Page text below:
Months ago, I messaged a DNA match.  Let’s call her Sarah*.  She matches my Mom and Uncle C with a fairly significant amount of shared cMs – 129.3 and 160.6, respectively.  I didn’t hear back from her.

Then I was granted access to Cousin Mack’s* DNA as well.  He matches Sarah with 182.4 shared cMs.  Wow, that is a pretty close match for an unknown cousin.  I really wanted to talk to Sarah!

Well, four-and-a-half months later, Sarah messaged me back.  We started working together.  She is awesome!  She started reading all of my posts about John Costello and got her whole family fascinated in my quest.

Guess what happened next?

Her Mom and Dad, who had already tested but not gotten results, retested, and her aunt and uncle also tested.

Well, those results have been rolling in, my friends!  And IT. IS. FASCINATING.

Seriously, fascinating.

It was definitely time for more data tables.

 

Working With the Details

 

So, last week, I dug in.  I started making some tables.  I started looking at the possible ways we connect based on the number of shared cMs between everybody.  The great thing is that I have data about SEVEN people who descend from John Costello, and FOUR people in Sarah’s family to work with.  That is a lot of good data.

Even better?

Sarah’s family also match the last cluster of four cousins.  We just don’t know exactly how for sure.  Yet.

So, back to the charting.  I’m building tables, and tables, and tables.  Every time I think I’m done, I build another table – just to check.  I went through all of the possible relationships that were also logical.  Obviously, Sarah’s Mom is not my Mom’s Great-Great-Aunt – or vice versa.  There are several reasons why that just does not work.  Aside from the obvious no-gos, I checked it all!

In a fury of work over a few days, I ended up with a 39-page report filled with relationship hypotheses and tables of data that prove that hypothesized relationship possible OR not possible.  This time, I even added in the probability that the tested relationship was correct.  I was getting fancy trying to wrap my mind around the data.  Those tables look a little something like this:

 

Hinde Fried as John Costello's Aunt - relationship chart

 

We have Sarah’s family on the left of the table, my family on the right.
End of Page text.
Recorded information below:
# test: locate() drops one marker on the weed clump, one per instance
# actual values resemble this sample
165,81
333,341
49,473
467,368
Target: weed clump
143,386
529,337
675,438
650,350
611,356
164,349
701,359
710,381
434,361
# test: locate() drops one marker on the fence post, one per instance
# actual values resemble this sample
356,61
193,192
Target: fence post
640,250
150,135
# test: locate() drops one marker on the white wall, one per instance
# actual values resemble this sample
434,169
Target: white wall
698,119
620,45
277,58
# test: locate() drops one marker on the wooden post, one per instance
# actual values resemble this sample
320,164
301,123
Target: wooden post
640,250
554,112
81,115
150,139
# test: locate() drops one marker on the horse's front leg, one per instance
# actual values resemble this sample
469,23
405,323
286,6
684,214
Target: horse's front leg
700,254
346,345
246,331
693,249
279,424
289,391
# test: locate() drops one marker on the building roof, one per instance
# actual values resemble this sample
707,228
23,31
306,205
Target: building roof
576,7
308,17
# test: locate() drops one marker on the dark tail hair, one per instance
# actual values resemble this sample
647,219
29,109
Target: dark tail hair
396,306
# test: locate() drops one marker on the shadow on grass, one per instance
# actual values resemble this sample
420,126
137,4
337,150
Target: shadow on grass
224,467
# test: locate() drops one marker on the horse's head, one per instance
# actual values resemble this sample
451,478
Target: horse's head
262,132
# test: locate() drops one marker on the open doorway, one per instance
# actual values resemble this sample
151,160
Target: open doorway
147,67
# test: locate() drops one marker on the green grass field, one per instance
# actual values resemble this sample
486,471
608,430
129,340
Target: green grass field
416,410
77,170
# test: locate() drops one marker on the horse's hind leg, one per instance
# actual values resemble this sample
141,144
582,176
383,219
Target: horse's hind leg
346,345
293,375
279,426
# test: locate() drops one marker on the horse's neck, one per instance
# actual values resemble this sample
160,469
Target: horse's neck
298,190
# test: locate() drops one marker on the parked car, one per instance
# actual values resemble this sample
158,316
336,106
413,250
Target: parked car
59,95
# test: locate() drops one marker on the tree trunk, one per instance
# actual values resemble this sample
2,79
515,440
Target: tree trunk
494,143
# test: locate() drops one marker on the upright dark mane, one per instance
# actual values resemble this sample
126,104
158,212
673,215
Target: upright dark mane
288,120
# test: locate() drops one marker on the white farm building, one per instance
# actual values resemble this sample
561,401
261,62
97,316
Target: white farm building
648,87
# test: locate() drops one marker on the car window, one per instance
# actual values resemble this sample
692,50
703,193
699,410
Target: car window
End of Recorded information.
▶ Problem requirements:
Copy out the full post about the DNA match with Sarah, word for word.

▶ Answer space:
Months ago, I messaged a DNA match.  Let’s call her Sarah*.  She matches my Mom and Uncle C with a fairly significant amount of shared cMs – 129.3 and 160.6, respectively.  I didn’t hear back from her.

Then I was granted access to Cousin Mack’s* DNA as well.  He matches Sarah with 182.4 shared cMs.  Wow, that is a pretty close match for an unknown cousin.  I really wanted to talk to Sarah!

Well, four-and-a-half months later, Sarah messaged me back.  We started working together.  She is awesome!  She started reading all of my posts about John Costello and got her whole family fascinated in my quest.

Guess what happened next?

Her Mom and Dad, who had already tested but not gotten results, retested, and her aunt and uncle also tested.

Well, those results have been rolling in, my friends!  And IT. IS. FASCINATING.

Seriously, fascinating.

It was definitely time for more data tables.

 

Working With the Details

 

So, last week, I dug in.  I started making some tables.  I started looking at the possible ways we connect based on the number of shared cMs between everybody.  The great thing is that I have data about SEVEN people who descend from John Costello, and FOUR people in Sarah’s family to work with.  That is a lot of good data.

Even better?

Sarah’s family also match the last cluster of four cousins.  We just don’t know exactly how for sure.  Yet.

So, back to the charting.  I’m building tables, and tables, and tables.  Every time I think I’m done, I build another table – just to check.  I went through all of the possible relationships that were also logical.  Obviously, Sarah’s Mom is not my Mom’s Great-Great-Aunt – or vice versa.  There are several reasons why that just does not work.  Aside from the obvious no-gos, I checked it all!

In a fury of work over a few days, I ended up with a 39-page report filled with relationship hypotheses and tables of data that prove that hypothesized relationship possible OR not possible.  This time, I even added in the probability that the tested relationship was correct.  I was getting fancy trying to wrap my mind around the data.  Those tables look a little something like this:

 

Hinde Fried as John Costello's Aunt - relationship chart

 

We have Sarah’s family on the left of the table, my family on the right.